■ **Provided passage**:
--- BEGIN ---

Apples, Oranges, and sometimes Lemons: Subprime vs. Predatory

By
Services for Real Estate Pros with S.P.O.C.H. a 501c3 Charitable NP

Apples, Oranges, and sometimes Lemons: Subprime vs. Predatory

I was at a party last nite when I handed a promotional plastic credit card to a friend. Having all the physical characteristics of a real credit card, it read Maxed-Out!  The regular readers of my Blog may recall Maxed Out! is a just released documentary exposing the dark-side of the credit card industry. It opened in 12 cities last week.  Due to the nature of the film, an expose', I don't expect it to be in theaters too long. It will be available from NetFlicks... anyway,

As I explained my role (insignificant though exciting to be involved) in the film to a gathering audience, I was asked by one brave soul about the subprime situation. I inferred he, along with most everyone in the room equated subprime with predatory.

--- END ---

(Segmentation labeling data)
--- BEGIN ---

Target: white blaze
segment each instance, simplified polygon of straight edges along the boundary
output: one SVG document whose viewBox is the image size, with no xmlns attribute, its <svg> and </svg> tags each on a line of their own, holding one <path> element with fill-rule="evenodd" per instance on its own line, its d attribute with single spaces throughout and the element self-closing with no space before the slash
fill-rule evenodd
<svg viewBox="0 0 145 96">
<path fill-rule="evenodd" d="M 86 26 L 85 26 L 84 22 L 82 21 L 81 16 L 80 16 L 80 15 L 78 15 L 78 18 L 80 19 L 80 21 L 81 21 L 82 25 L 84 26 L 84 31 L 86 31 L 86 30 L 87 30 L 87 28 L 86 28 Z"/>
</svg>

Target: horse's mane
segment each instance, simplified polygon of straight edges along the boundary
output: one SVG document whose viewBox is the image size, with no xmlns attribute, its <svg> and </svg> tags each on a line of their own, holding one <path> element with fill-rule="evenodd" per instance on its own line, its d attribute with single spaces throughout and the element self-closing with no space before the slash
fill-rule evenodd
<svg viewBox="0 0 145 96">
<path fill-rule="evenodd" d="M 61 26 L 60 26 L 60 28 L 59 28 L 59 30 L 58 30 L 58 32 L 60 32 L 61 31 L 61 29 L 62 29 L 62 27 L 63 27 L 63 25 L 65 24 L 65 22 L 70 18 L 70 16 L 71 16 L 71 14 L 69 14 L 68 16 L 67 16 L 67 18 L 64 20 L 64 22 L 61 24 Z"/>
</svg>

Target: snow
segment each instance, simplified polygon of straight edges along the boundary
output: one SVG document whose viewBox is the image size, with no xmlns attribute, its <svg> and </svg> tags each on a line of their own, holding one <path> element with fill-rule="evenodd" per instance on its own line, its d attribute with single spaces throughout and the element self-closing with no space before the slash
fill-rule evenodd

--- END ---

■ **Task prompt**:
Continue the blog post on subprime versus predatory lending from its last sentence.

■ **Exercise output**:
This would be a good exercise for me, I thought.  I'm preparing an outline for a course at a local college, "Threats to Continued Homeownership" and listed predatory lending in the school's course description catalog. 

I explained what  predatory lending was, or at least what it was in my opinion since there is no universally accepted definition of predatory lending.  Only transaction characteristics which include:

  • making unaffordable loans based on collateral rather than on the borrower's ability to repay;
  • inducing a borrower to refinance a loan, repeatedly, in order to charge high fees each time the loan is refinanced (referred to as loan flipping);
  • engaging in fraud and/or deceptive practices to disguise the true nature of the loan transaction;
  • mandatory credit life insurance as a condition of making the loan

I sensed I was losing my audience to a patio discussion about American Idol, so a summarized subprime lending as not all bad. Subprime lending was initially offered to and used by a more sophisticated borrower... but because it (collateralized mortgage obligations) was in such demand on Wall Street as an investment vehicle... "subprime" went mainstream by extending into a less qualified (poorly) consumer market. 

A stock broker who wasn't much interested in the American Idol exodus, confirmed Wall Street's hunger for subprime adding, "If you got something they want... SELL!"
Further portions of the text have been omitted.